(Extracted data entries)
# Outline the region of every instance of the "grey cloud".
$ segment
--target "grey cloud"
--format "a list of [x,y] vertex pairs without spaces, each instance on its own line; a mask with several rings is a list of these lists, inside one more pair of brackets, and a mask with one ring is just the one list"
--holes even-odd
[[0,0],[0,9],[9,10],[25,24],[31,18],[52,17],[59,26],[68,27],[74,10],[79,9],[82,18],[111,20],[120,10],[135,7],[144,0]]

WHAT YOU WILL DO: Write out every line of the data that holds the word "instance".

TASK ANSWER:
# Outline the region of every instance of the "grey cloud".
--format "a list of [x,y] vertex pairs without spaces, each instance on its own line; a mask with several rings is a list of these lists, inside one more pair of brackets, and a mask with one ring is just the one list"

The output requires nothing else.